Data for the task section start

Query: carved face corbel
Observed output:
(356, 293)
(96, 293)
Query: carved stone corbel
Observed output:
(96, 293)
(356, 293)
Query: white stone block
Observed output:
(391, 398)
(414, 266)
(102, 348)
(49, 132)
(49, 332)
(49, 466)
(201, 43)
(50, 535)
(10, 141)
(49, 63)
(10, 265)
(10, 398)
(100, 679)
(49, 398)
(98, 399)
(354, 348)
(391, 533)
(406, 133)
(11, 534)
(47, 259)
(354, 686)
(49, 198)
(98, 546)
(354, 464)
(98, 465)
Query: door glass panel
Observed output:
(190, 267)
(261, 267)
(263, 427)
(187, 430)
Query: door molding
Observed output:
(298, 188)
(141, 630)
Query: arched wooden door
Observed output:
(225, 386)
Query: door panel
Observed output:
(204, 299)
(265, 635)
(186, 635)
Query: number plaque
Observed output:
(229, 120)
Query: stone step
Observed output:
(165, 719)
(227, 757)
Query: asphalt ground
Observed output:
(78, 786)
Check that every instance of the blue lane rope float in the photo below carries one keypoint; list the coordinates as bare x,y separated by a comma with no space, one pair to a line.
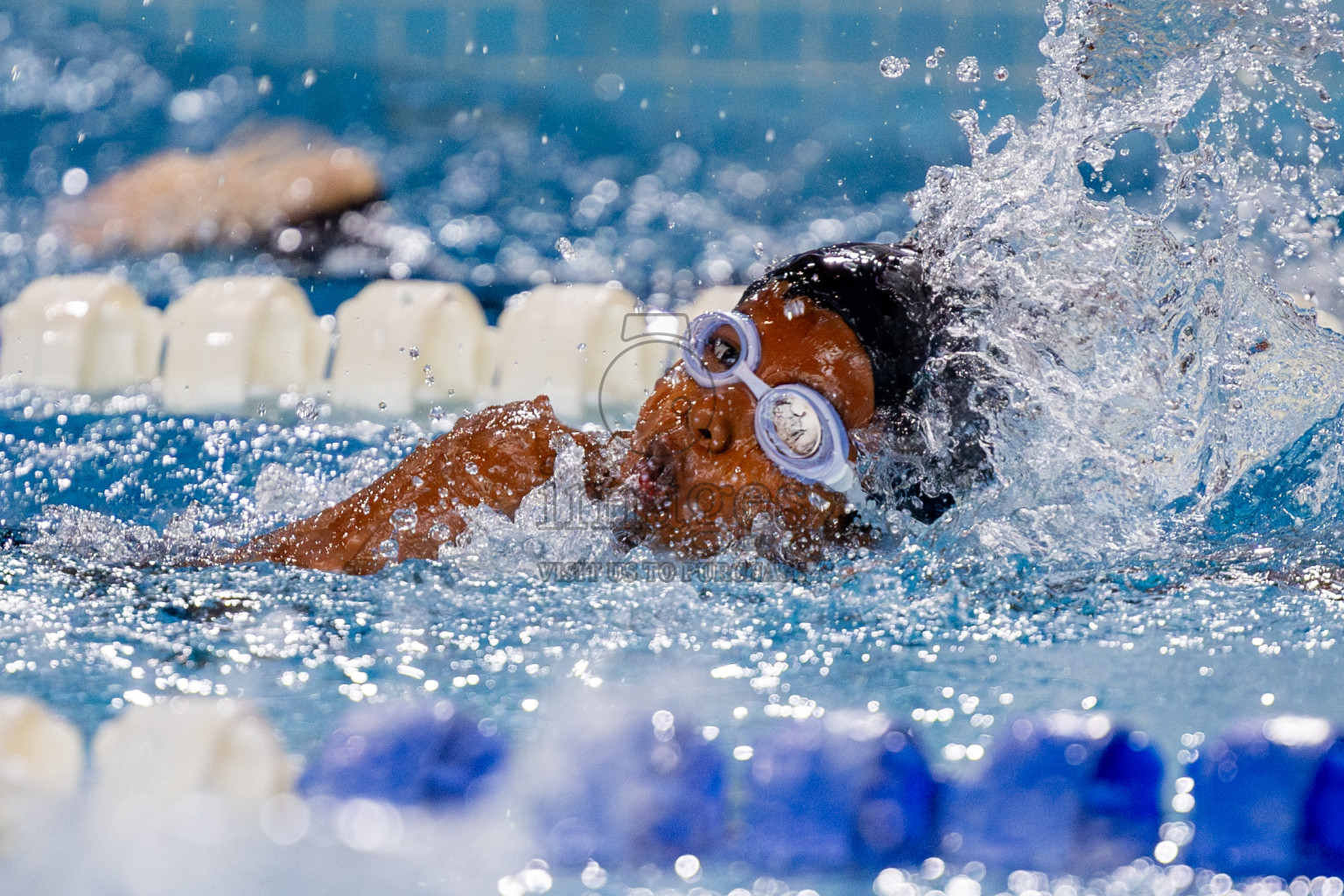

Data for the task section end

- Action item -
Repeat each line of the data above, exactly as it appears, from the first through the line that contains "Query: asphalt ground".

- Solved exercise -
Query: carved face corbel
Observed output:
(356, 293)
(96, 293)
Query: carved stone corbel
Observed output:
(96, 293)
(356, 293)
Query: white stone block
Observed output:
(391, 398)
(414, 266)
(102, 348)
(49, 132)
(49, 332)
(49, 466)
(201, 43)
(50, 535)
(10, 141)
(49, 63)
(10, 265)
(10, 398)
(100, 679)
(49, 398)
(98, 399)
(354, 348)
(391, 533)
(406, 133)
(11, 534)
(47, 259)
(354, 686)
(49, 198)
(98, 546)
(354, 464)
(98, 465)
Query: door glass panel
Observed output:
(190, 267)
(261, 267)
(263, 427)
(187, 430)
Query: door molding
Observed output:
(298, 188)
(141, 630)
Query: arched wooden door
Observed output:
(225, 386)
Query: door panel
Observed output:
(204, 299)
(265, 635)
(186, 635)
Query: number plaque
Observed output:
(229, 120)
Query: stone step
Observed output:
(165, 719)
(227, 757)
Query: asphalt ground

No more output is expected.